### Task directions
In the records below, replace "sample" with "reference" from the line with "wanted | a marker on every instance of the shirt cuff" to the line with "<point>38,200</point>", and reproduce only those lines, otherwise unaltered.

-- start of Material --

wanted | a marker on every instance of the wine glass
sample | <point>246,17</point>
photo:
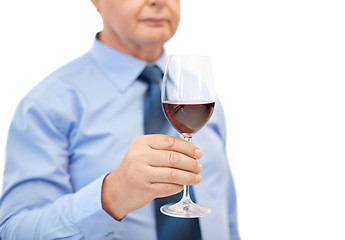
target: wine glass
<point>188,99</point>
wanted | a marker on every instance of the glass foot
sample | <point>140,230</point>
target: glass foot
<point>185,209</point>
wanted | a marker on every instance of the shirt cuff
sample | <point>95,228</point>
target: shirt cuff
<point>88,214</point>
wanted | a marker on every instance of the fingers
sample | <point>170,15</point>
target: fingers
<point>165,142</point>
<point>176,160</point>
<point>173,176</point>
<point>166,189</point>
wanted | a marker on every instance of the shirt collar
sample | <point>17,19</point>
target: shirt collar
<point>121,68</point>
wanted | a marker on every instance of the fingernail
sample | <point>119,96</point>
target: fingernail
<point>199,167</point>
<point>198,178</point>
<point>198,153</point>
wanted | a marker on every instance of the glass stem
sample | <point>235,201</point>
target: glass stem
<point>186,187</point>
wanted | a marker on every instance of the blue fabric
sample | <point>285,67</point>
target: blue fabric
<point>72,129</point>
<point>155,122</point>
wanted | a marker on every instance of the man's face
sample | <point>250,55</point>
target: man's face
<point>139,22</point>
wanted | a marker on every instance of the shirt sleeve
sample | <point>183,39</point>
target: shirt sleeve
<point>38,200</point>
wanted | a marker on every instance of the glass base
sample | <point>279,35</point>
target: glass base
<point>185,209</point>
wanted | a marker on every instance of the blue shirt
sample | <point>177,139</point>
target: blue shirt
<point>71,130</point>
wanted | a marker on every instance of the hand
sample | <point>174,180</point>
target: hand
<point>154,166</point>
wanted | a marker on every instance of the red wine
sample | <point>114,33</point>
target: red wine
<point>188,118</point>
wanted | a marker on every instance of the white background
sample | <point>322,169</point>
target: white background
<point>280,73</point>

-- end of Material --

### Solution to the problem
wanted | a marker on every instance of the shirt cuff
reference | <point>95,228</point>
target: shirt cuff
<point>88,214</point>
wanted | a marker on every instance of the fingers
reference | <point>170,15</point>
target: fingers
<point>165,142</point>
<point>176,160</point>
<point>173,176</point>
<point>166,189</point>
wanted | a marker on every instance of the shirt collar
reference | <point>17,19</point>
target: shirt collar
<point>121,68</point>
wanted | a marker on every instance of the fingernail
reference | <point>119,96</point>
target: fingernail
<point>199,167</point>
<point>198,178</point>
<point>198,153</point>
wanted | a marker on every instance of the glass stem
reference | <point>235,201</point>
target: glass stem
<point>186,187</point>
wanted | a marker on every instance of the blue fabric
reference | <point>285,67</point>
target: blue fabric
<point>72,129</point>
<point>155,122</point>
wanted | a marker on every instance of the man's face
reference | <point>250,55</point>
target: man's face
<point>139,22</point>
wanted | a marker on every instance of the shirt sleeve
reference | <point>183,39</point>
target: shirt sleeve
<point>38,200</point>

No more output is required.